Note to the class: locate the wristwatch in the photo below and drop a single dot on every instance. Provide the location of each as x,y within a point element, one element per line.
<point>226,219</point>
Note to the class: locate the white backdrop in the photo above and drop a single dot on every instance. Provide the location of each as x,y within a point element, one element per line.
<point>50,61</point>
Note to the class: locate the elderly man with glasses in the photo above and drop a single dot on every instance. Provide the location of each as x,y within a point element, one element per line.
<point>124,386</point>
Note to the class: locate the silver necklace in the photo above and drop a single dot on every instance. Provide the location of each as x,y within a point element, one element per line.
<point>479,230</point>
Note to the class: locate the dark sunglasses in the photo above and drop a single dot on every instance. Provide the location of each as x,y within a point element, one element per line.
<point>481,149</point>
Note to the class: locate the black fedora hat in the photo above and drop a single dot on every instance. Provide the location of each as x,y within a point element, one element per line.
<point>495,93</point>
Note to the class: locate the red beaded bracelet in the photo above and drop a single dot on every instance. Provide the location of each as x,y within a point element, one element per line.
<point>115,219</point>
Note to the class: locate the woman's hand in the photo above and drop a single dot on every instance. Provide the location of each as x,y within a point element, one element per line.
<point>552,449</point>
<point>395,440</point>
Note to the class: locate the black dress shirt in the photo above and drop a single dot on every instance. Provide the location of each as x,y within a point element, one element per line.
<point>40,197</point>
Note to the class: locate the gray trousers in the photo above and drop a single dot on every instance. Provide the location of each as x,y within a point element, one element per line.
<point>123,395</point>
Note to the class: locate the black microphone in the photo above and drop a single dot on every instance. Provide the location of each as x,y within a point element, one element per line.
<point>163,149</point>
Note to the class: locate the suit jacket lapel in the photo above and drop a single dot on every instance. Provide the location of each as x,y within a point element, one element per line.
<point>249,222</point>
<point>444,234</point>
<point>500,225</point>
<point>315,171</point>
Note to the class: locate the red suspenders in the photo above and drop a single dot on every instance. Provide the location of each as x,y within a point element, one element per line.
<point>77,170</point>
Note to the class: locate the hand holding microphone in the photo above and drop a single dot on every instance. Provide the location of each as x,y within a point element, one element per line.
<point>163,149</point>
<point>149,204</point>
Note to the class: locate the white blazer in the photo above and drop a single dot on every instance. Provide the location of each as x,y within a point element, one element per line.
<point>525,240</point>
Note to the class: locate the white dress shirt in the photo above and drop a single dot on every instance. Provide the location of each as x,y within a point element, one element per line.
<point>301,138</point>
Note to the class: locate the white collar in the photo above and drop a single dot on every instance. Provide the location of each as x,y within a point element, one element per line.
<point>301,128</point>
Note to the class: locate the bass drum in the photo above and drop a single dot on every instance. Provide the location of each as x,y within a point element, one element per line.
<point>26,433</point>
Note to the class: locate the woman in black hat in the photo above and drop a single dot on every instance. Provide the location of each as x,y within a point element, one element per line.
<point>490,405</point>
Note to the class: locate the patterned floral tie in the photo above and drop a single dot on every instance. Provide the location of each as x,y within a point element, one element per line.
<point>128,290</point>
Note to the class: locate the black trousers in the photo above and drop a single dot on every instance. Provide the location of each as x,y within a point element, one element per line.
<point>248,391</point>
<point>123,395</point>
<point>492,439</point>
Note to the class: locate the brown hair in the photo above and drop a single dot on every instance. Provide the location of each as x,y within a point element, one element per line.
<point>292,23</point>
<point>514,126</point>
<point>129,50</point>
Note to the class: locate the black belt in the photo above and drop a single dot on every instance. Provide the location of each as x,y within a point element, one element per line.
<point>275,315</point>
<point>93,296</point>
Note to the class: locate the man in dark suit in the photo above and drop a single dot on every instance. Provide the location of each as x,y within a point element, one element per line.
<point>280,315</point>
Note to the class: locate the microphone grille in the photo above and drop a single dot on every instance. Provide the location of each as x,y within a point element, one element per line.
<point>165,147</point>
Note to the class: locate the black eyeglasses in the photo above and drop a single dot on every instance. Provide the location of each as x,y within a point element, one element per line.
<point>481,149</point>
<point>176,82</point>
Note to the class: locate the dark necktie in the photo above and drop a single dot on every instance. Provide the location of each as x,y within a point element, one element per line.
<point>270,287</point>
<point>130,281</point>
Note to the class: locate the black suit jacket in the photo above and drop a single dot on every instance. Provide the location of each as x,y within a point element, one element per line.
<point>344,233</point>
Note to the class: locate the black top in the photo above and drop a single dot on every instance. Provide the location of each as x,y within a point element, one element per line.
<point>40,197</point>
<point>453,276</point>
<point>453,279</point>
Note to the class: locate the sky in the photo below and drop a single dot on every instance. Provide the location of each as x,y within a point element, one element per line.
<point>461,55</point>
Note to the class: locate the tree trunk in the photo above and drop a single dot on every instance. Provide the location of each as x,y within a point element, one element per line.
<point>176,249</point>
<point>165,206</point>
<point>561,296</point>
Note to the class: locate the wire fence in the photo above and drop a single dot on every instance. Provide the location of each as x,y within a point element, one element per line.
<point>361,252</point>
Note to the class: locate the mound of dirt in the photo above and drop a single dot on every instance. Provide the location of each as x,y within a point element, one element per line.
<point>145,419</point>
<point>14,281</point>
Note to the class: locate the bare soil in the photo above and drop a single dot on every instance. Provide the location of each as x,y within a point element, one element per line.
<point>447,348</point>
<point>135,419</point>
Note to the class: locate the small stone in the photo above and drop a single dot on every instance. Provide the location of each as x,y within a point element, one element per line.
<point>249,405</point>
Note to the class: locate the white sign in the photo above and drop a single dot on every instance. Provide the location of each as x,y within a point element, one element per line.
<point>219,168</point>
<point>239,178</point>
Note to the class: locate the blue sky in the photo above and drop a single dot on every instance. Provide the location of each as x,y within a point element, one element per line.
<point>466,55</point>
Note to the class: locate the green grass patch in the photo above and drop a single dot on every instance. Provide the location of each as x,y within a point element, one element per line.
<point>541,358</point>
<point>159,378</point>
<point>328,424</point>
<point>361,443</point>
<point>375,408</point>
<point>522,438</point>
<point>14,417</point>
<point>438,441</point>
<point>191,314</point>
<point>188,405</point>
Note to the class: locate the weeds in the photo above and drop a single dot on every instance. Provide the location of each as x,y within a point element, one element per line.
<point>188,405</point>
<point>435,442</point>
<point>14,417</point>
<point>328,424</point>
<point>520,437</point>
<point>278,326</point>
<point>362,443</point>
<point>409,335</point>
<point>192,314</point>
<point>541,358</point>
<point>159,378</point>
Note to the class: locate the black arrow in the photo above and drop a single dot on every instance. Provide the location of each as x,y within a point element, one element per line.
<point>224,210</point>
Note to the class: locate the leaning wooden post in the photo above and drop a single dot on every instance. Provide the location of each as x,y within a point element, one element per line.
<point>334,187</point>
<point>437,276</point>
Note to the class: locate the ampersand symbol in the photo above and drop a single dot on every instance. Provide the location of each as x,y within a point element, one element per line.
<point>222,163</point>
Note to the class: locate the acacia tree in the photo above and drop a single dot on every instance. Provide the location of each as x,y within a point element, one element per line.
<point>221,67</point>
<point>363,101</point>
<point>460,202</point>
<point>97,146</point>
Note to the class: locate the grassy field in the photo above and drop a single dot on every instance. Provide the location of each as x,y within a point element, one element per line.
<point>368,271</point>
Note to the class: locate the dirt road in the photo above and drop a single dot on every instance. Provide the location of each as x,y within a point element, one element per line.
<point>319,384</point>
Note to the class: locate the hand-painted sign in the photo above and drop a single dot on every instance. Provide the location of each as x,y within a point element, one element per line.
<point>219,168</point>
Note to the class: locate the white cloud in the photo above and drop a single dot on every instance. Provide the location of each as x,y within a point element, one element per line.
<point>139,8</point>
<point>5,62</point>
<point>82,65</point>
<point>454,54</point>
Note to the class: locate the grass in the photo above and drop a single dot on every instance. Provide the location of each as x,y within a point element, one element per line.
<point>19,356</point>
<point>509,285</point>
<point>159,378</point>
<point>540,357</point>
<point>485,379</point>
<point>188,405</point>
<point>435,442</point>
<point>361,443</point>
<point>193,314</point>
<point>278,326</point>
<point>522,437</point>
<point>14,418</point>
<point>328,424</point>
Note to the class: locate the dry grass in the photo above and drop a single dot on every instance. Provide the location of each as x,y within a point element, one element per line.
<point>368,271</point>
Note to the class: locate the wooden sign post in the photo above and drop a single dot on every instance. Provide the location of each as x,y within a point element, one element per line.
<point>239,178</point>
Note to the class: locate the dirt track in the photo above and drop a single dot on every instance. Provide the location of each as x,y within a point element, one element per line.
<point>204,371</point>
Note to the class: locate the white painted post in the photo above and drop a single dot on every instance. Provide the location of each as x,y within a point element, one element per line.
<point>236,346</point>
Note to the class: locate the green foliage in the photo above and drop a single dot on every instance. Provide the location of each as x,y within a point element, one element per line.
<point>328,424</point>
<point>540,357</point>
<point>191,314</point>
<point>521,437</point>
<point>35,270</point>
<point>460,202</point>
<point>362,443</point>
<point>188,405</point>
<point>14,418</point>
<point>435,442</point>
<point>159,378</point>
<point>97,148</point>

=-=-=

=== Task objective ===
Could you repeat, word for word, the rows that begin at the line containing "Note to the class: locate the acacia" and end after the line containing "<point>97,146</point>"?

=== The completed task ===
Note to the class: locate the acacia tree in the photo above and drop a single dot on every instance. Provide the location of each as x,y within a point element, one element per line.
<point>221,67</point>
<point>363,101</point>
<point>460,202</point>
<point>97,146</point>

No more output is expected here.